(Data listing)
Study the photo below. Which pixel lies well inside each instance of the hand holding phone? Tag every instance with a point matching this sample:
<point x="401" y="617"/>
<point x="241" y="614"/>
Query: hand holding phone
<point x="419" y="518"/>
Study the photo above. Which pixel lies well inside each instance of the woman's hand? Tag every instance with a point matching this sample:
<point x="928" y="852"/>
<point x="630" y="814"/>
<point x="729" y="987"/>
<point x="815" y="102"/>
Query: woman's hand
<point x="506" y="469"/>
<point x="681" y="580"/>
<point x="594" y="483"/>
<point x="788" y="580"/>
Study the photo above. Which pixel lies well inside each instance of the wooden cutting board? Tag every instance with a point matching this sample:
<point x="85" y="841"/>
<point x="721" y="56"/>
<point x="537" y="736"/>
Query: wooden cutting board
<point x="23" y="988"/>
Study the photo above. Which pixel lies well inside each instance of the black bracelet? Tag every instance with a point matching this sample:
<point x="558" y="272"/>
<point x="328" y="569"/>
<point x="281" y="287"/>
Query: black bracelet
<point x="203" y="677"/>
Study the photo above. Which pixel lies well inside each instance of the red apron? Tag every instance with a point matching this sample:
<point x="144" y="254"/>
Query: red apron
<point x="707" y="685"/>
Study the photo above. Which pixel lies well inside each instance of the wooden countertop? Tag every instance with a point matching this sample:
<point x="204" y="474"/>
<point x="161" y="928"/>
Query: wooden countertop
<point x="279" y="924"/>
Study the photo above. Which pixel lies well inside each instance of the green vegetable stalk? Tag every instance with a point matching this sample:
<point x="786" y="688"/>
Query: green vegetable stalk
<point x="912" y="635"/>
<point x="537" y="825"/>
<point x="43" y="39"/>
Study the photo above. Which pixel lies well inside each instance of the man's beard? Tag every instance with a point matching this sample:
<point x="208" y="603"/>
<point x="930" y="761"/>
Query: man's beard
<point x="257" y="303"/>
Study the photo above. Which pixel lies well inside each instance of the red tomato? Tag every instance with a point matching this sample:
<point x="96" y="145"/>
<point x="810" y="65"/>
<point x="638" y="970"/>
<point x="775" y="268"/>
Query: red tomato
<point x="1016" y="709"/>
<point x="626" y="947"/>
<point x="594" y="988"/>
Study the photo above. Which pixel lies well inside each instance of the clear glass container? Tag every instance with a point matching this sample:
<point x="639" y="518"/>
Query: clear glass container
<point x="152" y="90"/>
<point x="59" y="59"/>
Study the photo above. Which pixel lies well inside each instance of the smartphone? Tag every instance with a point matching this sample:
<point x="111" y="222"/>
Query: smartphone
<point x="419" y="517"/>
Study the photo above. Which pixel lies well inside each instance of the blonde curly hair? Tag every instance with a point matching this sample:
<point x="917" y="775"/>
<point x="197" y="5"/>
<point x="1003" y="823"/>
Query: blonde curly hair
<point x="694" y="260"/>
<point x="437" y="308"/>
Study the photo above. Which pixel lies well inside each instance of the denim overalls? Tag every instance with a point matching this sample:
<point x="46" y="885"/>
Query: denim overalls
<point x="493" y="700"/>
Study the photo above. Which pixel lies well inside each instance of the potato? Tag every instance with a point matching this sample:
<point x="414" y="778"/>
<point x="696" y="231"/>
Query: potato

* * *

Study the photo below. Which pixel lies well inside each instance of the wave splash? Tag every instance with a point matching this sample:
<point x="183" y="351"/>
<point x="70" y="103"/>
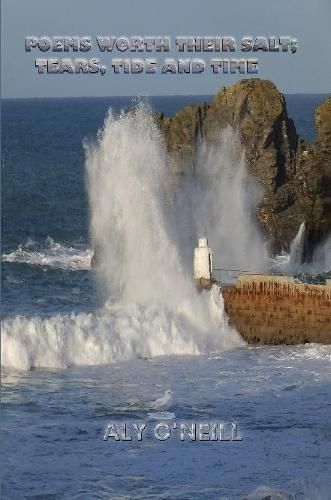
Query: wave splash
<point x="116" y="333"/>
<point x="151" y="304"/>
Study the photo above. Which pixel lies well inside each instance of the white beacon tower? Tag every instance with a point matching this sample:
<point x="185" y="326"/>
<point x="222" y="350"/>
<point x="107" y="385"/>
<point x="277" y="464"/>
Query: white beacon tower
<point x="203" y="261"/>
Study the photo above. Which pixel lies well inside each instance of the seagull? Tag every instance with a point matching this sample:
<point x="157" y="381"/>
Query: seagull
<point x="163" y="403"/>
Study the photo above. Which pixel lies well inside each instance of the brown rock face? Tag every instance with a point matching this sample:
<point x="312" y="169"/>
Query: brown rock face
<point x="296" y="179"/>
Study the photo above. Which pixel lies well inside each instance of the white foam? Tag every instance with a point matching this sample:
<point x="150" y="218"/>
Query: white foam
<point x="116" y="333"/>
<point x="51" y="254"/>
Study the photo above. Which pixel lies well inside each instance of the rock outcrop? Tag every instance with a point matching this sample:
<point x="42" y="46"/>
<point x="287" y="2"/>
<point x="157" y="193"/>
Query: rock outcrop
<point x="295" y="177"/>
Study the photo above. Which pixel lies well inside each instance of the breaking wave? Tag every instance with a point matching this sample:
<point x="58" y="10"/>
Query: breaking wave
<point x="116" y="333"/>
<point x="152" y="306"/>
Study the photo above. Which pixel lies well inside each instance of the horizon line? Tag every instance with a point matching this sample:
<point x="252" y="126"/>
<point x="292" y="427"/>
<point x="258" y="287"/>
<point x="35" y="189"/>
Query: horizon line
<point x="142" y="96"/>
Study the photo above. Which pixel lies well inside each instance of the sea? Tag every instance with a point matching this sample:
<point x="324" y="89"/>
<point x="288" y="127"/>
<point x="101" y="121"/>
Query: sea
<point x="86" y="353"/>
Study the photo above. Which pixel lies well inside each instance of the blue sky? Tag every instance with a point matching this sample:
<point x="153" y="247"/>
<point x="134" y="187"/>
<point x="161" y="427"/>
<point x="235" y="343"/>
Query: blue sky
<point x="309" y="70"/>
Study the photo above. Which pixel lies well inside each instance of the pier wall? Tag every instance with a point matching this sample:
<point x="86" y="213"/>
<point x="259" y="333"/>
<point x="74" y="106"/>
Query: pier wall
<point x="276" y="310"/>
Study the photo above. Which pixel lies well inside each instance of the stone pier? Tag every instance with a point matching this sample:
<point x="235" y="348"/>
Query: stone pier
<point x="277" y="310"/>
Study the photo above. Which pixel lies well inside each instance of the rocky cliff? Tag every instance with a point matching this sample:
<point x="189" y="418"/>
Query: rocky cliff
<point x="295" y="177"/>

_GIVEN INSTRUCTION_
Pull out each line of the records that contains the word "container".

_RESPONSE_
Study the photo above. Which pixel lies well inside each instance of the clear glass container? Tag every instance with a point matching this sample:
Query: clear glass container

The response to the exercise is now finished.